Find and copy every line in the records that includes the string "photo".

## Input material
● ● ●
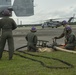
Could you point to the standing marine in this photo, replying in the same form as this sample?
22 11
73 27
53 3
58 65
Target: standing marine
32 40
7 24
69 36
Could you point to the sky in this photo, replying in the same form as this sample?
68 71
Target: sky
49 9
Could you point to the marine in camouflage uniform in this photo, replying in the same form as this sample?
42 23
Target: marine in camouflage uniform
32 40
69 36
7 25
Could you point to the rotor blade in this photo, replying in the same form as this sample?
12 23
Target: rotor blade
23 7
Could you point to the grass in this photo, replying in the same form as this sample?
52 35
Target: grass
30 63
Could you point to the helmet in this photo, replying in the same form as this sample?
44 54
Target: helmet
6 13
68 28
33 29
64 22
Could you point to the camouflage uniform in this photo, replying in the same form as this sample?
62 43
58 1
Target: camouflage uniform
7 25
69 39
32 41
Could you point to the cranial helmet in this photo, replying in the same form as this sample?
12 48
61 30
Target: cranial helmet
64 22
68 28
6 12
33 29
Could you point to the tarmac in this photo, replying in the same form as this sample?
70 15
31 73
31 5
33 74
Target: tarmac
43 34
● ● ●
## Result of the exercise
Could you point to the standing marine in this photo, replying in the same form as this sample?
Could you point to the sky in this photo, replying in the same form as this sample?
Could you point to the marine in camouflage uniform in this photo, replying in the same form as this sample?
Could you point to the rotor blade in this photo, replying in the same form as this sample?
Could you point to the grass in this photo, replying in the same form as this sample?
Could you point to the helmet in this photo, replying in the same form as this sample?
Could you point to the camouflage uniform in this photo, replying in the same form as this sample?
Could you point to the cranial helmet in this photo, replying in the same form as this sample?
Could you point to the tarmac in this photo, replying in the same form as this sample?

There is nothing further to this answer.